**Task statement**
Render the part of the material below that opens with the line containing "Scouting task: drop one point on every instance of the chrome" and closes with the line containing "[(607, 303)]" as a Markdown table with the columns Row and Line. Give each line its row number, include both end lines, and skip any blank lines.

══════════

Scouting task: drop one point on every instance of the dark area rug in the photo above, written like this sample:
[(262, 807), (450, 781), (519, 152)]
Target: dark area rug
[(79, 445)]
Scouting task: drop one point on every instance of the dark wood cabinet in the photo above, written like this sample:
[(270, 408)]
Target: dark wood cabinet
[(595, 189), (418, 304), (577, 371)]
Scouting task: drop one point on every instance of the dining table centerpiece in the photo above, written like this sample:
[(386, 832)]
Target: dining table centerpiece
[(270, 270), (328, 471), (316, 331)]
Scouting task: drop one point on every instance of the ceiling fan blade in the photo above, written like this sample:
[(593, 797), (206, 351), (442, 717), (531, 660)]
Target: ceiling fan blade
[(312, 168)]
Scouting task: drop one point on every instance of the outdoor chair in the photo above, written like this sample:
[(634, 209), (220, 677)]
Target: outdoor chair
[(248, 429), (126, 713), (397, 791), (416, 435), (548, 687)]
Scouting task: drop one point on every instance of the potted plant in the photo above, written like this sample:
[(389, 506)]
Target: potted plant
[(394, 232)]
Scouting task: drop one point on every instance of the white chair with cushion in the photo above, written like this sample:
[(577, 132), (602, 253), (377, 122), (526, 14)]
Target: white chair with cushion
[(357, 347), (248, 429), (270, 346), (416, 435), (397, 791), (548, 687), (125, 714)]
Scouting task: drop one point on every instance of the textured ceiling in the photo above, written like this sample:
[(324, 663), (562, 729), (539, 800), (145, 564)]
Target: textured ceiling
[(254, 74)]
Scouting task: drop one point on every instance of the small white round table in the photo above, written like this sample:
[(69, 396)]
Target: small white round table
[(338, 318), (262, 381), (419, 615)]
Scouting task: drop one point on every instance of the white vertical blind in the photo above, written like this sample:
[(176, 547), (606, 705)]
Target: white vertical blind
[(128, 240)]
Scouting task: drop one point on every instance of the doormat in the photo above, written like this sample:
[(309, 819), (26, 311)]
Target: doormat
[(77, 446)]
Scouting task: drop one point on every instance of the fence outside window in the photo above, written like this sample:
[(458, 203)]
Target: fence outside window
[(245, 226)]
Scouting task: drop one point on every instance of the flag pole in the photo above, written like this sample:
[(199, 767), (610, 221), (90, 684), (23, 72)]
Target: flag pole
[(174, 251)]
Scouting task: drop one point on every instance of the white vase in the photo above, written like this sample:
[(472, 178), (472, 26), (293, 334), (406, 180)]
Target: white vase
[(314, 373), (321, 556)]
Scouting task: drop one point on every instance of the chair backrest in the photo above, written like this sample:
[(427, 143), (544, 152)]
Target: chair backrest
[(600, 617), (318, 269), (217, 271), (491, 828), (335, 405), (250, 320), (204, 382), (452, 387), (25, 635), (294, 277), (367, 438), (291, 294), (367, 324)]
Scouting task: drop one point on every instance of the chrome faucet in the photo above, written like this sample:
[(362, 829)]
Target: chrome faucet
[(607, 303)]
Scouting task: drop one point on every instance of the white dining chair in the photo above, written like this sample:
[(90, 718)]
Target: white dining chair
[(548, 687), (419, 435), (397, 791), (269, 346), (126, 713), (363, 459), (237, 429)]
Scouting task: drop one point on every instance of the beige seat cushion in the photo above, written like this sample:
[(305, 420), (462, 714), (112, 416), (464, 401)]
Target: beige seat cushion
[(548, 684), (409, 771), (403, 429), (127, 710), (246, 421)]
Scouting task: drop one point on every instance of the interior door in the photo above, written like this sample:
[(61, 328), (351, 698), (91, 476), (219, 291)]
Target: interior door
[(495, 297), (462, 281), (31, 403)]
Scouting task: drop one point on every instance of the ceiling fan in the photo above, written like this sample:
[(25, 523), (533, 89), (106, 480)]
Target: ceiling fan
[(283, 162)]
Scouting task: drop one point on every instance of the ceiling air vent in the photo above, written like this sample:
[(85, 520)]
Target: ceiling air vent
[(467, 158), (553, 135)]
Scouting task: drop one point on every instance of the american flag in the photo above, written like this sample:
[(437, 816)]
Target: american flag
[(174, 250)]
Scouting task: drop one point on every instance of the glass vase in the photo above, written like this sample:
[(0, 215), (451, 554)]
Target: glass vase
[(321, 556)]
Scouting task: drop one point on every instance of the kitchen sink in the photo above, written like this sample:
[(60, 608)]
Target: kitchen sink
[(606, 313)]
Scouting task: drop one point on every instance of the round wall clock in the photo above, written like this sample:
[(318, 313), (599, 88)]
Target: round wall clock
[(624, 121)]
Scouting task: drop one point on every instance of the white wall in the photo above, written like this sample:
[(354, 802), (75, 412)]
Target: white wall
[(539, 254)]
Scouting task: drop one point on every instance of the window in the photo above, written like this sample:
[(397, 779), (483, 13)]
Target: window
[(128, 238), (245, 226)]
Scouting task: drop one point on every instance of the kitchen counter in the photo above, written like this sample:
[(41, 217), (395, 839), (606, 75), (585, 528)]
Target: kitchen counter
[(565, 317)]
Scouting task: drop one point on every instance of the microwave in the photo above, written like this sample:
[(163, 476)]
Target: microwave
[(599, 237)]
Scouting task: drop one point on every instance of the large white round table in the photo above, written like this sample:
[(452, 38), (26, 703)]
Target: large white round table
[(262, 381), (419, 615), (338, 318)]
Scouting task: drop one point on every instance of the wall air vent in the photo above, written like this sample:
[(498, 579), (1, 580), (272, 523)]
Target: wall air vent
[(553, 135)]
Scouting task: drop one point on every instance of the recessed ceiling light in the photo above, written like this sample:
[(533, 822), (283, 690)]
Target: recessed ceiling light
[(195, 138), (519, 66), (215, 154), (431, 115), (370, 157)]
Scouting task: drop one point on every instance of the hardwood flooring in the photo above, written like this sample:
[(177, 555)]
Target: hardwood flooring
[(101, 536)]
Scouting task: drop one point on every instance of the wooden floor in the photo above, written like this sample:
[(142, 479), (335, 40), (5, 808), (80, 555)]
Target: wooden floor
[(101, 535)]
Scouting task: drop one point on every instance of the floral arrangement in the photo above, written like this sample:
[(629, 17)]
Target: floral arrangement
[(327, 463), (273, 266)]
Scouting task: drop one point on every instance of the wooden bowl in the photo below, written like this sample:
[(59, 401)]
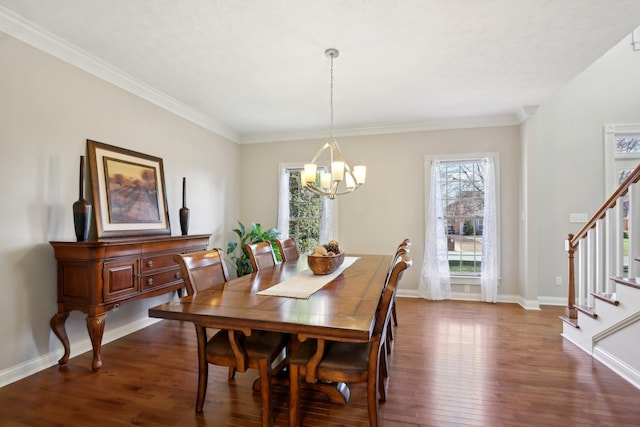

══════════

**Task result**
| Row | Line |
|---|---|
| 1 | Scouting task: drop one point on every instance of the chrome faucet in the photo above, written like this sample: |
| 2 | [(362, 829)] |
| 3 | Target: chrome faucet |
| 4 | [(607, 303)] |